+++ QUOTED TEXT
Or you could try something called Red Car Editor (<http://redcareditor.com>)
which proclaims to be an editor specially made for ruby/rails programmers. It
looks pretty impressive, but again I couldn't get it installed properly. (I
think the latest version runs on jRuby platform)

EDIT: I got inspired to try Red Car again after posting this comment.
Uninstalled Ruby completely from Windows 7, installed jRUby 1.5. Red car gem
installation went perfectly, but the editor is shockingly slow and
unresponsive. I don't know if the same applies to linux platform, or if there
is something wrong with my system (its a 2 year old laptop, and its been a
long while since I have reinstalled the Windows OS)

------
svnv
We do most of our stuff in C# and JavaScript, so I use Visual Studio 2008 with
Resharper and Viemu plugins. Reshaper really does make visual studio a whole
lot better, it's definitively worth a try if you code in C#. Viemu is a set of
vi-bindings for visual studio.
++++++
+++ DATA LISTING
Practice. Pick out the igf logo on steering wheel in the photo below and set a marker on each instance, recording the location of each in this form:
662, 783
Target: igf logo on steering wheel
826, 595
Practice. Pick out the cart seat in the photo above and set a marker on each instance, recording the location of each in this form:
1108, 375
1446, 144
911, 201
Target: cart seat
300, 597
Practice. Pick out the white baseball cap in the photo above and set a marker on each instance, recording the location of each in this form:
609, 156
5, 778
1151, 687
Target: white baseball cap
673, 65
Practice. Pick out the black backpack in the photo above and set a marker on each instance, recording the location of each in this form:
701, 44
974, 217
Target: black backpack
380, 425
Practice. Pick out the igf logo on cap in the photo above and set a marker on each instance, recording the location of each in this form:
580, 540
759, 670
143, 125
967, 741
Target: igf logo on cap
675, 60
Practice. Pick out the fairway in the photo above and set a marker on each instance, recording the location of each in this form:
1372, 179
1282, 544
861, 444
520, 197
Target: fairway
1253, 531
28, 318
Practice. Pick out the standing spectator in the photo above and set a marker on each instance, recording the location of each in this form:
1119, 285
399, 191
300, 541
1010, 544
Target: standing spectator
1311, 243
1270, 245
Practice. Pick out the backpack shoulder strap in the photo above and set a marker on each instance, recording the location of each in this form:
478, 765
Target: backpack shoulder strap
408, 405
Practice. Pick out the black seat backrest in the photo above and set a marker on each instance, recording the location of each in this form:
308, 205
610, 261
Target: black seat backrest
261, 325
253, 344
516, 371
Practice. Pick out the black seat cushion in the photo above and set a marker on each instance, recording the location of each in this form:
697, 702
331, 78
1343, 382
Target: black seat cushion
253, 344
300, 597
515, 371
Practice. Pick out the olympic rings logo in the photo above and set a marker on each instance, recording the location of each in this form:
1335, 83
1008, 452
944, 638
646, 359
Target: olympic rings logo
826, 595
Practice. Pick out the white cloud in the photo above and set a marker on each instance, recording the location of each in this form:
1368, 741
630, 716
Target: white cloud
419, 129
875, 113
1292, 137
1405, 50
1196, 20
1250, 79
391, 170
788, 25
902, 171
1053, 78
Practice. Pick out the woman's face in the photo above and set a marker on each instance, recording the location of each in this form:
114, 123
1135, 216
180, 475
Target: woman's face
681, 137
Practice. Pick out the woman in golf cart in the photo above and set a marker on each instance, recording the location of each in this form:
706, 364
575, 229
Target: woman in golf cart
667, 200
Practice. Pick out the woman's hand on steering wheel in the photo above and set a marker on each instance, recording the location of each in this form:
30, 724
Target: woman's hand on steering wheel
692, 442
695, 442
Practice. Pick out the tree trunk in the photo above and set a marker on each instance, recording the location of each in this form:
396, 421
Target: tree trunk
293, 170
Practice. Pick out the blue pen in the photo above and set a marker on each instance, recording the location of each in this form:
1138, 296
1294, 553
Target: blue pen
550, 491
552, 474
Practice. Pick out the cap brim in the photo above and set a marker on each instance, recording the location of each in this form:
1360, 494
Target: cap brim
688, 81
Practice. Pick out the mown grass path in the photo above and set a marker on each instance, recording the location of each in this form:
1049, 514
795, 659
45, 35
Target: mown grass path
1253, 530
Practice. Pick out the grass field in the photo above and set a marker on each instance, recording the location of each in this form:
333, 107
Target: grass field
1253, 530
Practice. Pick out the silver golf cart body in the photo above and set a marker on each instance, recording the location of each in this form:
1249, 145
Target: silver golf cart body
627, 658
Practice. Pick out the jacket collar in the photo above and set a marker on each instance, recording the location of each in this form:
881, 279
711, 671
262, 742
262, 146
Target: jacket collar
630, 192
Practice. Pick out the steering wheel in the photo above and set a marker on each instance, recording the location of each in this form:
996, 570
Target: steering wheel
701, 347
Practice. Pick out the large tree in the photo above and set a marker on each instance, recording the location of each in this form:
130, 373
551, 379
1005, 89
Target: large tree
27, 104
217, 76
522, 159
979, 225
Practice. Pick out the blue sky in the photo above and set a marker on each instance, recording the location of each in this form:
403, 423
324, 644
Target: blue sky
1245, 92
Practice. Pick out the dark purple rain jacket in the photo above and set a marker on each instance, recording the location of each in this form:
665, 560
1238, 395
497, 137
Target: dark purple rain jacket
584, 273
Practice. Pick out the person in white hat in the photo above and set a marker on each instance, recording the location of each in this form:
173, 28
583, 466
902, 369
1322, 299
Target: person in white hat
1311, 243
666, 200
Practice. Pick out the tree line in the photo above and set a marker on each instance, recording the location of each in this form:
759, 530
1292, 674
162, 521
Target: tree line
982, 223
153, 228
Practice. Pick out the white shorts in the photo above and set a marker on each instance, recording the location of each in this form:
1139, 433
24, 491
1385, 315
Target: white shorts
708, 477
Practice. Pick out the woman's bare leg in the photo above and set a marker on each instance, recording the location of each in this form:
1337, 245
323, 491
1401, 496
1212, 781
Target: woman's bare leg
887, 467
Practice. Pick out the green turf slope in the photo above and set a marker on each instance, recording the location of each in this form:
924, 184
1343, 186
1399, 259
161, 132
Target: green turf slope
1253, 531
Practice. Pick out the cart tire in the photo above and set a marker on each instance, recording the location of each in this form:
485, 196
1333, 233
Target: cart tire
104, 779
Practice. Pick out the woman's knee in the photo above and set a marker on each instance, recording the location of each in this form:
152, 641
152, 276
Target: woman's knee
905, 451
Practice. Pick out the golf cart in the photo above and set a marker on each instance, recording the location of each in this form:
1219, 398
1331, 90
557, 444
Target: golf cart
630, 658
++++++
**STATED EXERCISE:**
Supply the continuation of the forum thread about code editors, beginning after its last sentence. These records are drawn from a separate source.

**RESPONSE TO THIS EXERCISE:**
Worst part about using VS2008 is the intellisense for JavaScript, it's so bad
it is actually a slight annoyance. Supposedly the JavaScript intellisense for
Visual Studio 2010 is a lot better.

------
jmulder
Doing primarily CSS, HTML or Javascript in my editor, my requirements are less
about code navigation and more about just being quick and simple.

On OSX I use TextMate, but on Windows I use Intype -- www.intype.info

Intype is a very, very useful text editor similar to TextMate in that it
supports three key points:

1\. Bundles / snippets 2\. Intelligent selections and editing (multiple,
rectangle, etc.) 3\. Fuzzy search in quick open

Anyone using TextMate knows how important bundles are to one's work flow.

By far the biggest downside of Intype is its pace of development. It's
incredibly slow and right now the best version they have is an 'unstable'
release:
[http://intype.info/download/download.php?intype-0.3.1.734.ex...](http://intype.info/download/download.php?intype-0.3.1.734.exe)

It's still a very basic editor. As such, they're looking really good project
management tools, file watching (refresh on external changes), integration
with source control systems, etc.

They have been working on 0.3.5 for such a long time and I doubt we'll see a
release of it before the end of the year. Nonetheless, the upsides outdo the
downsides by far for me personally.

------
pkghost
emacs. first job out of college, got put on a team that used emacs, so i
learned emacs.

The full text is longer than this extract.